# Records from a collection
━━━━━━━━

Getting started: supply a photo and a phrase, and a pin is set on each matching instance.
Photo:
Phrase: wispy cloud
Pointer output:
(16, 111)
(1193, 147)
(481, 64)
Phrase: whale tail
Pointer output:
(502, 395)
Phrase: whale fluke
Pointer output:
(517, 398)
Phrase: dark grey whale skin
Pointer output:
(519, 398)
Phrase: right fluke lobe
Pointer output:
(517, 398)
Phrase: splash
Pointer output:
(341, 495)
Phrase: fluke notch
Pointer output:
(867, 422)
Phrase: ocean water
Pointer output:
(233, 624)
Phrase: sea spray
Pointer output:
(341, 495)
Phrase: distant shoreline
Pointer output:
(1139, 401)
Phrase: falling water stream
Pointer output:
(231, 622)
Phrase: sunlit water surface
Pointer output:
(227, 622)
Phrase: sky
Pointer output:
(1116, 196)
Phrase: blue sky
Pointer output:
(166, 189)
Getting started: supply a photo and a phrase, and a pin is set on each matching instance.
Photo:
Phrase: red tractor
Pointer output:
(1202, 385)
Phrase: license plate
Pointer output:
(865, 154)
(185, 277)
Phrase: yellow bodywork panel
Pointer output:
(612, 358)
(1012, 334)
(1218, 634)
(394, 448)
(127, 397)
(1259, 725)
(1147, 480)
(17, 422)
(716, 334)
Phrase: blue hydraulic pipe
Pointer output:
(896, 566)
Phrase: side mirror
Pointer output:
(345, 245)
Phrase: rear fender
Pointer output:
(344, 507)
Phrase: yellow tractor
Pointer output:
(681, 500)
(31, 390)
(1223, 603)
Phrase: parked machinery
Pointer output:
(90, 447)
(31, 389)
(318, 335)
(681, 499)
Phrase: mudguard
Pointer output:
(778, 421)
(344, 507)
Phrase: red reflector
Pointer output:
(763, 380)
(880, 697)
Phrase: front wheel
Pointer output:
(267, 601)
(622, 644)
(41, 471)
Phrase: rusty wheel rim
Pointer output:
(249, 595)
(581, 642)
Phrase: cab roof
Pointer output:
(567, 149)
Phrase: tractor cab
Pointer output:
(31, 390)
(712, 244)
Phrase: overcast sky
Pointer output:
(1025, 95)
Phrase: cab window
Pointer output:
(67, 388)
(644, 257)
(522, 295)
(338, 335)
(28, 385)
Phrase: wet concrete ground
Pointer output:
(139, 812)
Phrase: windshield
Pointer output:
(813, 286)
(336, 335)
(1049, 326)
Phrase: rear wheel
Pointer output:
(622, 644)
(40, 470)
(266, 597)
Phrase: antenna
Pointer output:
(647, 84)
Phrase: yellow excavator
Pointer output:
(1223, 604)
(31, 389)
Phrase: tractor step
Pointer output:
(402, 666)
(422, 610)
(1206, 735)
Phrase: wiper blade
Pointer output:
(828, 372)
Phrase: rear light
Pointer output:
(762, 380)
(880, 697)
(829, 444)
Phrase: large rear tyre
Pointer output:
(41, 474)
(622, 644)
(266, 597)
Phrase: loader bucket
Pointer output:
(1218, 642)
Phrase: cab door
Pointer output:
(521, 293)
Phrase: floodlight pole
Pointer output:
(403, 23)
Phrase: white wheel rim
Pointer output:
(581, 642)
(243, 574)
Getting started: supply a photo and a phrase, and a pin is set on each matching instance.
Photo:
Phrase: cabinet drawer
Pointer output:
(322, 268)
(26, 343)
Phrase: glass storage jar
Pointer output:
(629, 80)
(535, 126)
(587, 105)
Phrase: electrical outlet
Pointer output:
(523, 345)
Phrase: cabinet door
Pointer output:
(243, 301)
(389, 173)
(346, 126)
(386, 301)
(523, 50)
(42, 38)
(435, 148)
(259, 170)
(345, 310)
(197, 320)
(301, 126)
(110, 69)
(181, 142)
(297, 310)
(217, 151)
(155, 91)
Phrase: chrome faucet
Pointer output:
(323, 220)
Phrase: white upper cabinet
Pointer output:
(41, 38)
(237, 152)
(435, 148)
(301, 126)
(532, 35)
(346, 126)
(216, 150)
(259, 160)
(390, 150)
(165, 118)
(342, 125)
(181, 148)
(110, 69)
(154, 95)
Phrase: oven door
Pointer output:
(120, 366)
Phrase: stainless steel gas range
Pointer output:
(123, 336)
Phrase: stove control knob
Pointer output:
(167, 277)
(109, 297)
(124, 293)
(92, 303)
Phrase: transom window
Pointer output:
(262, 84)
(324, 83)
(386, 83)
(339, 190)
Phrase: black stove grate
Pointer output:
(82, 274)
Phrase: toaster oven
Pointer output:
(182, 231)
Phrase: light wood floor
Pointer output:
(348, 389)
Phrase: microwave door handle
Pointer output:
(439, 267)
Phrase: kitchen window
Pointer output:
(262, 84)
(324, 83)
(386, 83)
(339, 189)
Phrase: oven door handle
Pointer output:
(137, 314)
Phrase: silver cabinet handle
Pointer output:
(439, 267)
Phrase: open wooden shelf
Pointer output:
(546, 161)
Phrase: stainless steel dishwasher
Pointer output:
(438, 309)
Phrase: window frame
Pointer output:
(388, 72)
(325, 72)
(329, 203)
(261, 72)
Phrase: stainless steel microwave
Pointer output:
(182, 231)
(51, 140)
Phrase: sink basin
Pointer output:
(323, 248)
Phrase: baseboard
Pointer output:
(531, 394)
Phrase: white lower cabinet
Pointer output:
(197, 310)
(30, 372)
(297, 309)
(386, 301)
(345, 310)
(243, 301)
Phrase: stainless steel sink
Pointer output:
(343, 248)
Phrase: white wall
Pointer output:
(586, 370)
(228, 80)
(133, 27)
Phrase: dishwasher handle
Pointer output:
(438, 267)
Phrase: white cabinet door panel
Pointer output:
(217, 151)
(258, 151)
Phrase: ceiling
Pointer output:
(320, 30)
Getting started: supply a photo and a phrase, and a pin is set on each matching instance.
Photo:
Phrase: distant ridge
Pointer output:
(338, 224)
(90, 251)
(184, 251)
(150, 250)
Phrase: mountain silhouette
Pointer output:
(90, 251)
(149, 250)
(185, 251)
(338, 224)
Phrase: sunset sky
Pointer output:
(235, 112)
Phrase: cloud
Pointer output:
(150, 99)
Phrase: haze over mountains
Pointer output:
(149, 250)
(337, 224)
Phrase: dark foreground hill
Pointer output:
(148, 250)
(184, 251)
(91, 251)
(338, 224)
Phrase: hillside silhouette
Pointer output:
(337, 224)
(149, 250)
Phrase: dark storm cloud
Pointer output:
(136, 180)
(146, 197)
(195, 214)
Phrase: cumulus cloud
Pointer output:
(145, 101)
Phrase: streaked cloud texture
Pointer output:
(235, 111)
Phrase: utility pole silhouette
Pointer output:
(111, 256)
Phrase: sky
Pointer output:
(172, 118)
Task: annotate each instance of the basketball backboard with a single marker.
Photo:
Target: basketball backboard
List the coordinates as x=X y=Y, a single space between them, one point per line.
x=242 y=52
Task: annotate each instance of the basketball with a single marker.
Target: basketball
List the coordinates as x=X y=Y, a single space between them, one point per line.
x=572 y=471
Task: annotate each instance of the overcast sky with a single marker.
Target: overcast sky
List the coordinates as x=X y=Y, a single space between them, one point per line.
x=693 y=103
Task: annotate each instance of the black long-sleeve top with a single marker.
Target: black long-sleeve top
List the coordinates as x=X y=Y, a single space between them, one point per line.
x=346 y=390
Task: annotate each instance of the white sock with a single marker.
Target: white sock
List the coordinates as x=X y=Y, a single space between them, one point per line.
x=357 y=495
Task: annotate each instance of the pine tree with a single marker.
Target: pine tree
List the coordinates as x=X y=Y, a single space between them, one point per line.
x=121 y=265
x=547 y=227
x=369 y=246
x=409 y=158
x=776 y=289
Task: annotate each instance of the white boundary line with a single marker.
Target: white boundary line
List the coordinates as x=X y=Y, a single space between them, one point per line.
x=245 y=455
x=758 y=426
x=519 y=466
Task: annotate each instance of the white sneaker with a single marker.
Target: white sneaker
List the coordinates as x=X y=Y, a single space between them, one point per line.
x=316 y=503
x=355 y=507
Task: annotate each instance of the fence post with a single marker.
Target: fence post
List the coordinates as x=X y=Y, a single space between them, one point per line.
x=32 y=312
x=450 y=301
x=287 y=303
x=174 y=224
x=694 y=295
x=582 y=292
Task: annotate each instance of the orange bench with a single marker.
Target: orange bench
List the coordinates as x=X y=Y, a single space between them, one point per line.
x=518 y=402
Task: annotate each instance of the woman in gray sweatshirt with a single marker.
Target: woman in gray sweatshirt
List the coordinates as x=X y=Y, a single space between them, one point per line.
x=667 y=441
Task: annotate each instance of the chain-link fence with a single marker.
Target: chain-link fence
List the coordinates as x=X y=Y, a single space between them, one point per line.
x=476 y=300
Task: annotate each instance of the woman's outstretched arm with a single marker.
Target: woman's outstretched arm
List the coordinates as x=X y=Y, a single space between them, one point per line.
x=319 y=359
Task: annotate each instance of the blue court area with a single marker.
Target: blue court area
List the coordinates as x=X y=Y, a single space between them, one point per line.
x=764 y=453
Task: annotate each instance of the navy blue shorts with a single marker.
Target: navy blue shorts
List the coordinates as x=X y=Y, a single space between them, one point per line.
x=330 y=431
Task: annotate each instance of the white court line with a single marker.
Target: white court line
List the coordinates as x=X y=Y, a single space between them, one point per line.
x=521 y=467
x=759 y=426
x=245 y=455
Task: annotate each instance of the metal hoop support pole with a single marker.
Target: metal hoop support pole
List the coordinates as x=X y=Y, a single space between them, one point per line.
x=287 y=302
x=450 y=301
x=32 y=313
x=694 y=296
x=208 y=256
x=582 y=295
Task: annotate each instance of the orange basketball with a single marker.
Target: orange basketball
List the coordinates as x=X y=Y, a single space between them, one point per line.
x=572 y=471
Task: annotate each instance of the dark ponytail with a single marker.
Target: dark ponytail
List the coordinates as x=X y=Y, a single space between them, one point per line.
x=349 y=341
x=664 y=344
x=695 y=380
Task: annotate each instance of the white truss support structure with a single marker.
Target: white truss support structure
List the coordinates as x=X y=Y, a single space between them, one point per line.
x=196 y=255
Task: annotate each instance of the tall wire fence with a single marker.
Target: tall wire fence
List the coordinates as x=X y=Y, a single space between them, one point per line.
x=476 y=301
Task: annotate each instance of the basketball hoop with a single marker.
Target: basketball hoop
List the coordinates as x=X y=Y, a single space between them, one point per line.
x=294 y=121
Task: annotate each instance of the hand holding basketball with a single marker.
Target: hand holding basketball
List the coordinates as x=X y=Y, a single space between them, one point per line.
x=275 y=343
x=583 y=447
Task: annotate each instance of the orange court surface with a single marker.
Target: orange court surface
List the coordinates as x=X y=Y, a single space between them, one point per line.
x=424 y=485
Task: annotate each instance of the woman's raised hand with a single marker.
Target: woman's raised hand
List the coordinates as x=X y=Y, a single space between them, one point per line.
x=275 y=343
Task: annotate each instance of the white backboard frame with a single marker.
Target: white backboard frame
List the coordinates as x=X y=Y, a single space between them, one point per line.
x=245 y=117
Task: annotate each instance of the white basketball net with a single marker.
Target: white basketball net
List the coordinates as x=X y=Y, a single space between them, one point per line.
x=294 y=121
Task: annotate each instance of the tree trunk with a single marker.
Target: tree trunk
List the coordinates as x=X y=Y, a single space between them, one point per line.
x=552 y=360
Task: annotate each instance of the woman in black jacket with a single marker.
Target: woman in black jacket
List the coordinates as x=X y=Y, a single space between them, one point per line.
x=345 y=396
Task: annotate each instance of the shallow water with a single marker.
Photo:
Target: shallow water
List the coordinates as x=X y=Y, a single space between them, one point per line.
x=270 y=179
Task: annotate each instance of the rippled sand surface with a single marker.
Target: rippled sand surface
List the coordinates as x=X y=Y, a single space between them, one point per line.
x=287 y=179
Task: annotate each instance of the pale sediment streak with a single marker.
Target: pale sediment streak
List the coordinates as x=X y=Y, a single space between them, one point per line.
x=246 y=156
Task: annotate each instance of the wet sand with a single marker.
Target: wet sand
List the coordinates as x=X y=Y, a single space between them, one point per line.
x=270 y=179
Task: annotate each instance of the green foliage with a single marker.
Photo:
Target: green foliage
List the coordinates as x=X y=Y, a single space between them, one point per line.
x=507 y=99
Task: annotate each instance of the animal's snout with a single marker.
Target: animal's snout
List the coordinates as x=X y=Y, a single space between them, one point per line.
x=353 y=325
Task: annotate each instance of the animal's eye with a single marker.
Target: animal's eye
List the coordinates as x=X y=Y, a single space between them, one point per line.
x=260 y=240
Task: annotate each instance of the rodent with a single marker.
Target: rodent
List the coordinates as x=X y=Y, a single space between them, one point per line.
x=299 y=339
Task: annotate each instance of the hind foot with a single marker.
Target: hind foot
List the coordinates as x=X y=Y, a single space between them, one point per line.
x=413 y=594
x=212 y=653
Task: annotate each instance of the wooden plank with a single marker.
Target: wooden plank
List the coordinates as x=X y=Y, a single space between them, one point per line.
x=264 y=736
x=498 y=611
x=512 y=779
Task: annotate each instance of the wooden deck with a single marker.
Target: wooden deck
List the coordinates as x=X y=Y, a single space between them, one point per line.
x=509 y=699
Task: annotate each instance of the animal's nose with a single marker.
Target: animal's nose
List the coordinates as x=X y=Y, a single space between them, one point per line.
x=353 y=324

━━━━━━━━

Arrange the lines of the data as a JSON list of strings, one string per line and blank lines omitted, beginning at the line that contains "Task: annotate each instance of the pine" and ending after the line that contains "x=476 y=300".

# Task response
[
  "Task: annotate each instance of the pine tree with a single marker.",
  "Target: pine tree",
  "List the coordinates as x=X y=Y, a single space between them, one point per line.",
  "x=121 y=265",
  "x=547 y=227",
  "x=369 y=246",
  "x=409 y=158",
  "x=776 y=289",
  "Task: annotate each instance of the white boundary line with a single marker.",
  "Target: white boundary line",
  "List the coordinates as x=X y=Y, a single space between them, one point per line.",
  "x=245 y=455",
  "x=758 y=426",
  "x=519 y=466",
  "Task: annotate each instance of the white sneaker with a single marker.",
  "Target: white sneaker",
  "List the coordinates as x=X y=Y, a single space between them, one point per line.",
  "x=316 y=503",
  "x=355 y=507",
  "Task: annotate each instance of the fence post with a single marker.",
  "Target: fence post",
  "List the coordinates as x=X y=Y, a single space between them, one point per line.",
  "x=32 y=312",
  "x=450 y=301",
  "x=287 y=303",
  "x=174 y=224",
  "x=694 y=295",
  "x=582 y=292",
  "Task: annotate each instance of the orange bench with a single marker.",
  "Target: orange bench",
  "List the coordinates as x=X y=Y, a single space between them, one point per line.",
  "x=518 y=402",
  "Task: annotate each instance of the woman in gray sweatshirt with a single marker.",
  "Target: woman in gray sweatshirt",
  "List the coordinates as x=X y=Y, a single space between them, one point per line.",
  "x=667 y=441",
  "Task: annotate each instance of the chain-link fence with a single marker.",
  "Target: chain-link fence",
  "List the coordinates as x=X y=Y, a single space between them, one point per line.",
  "x=476 y=300"
]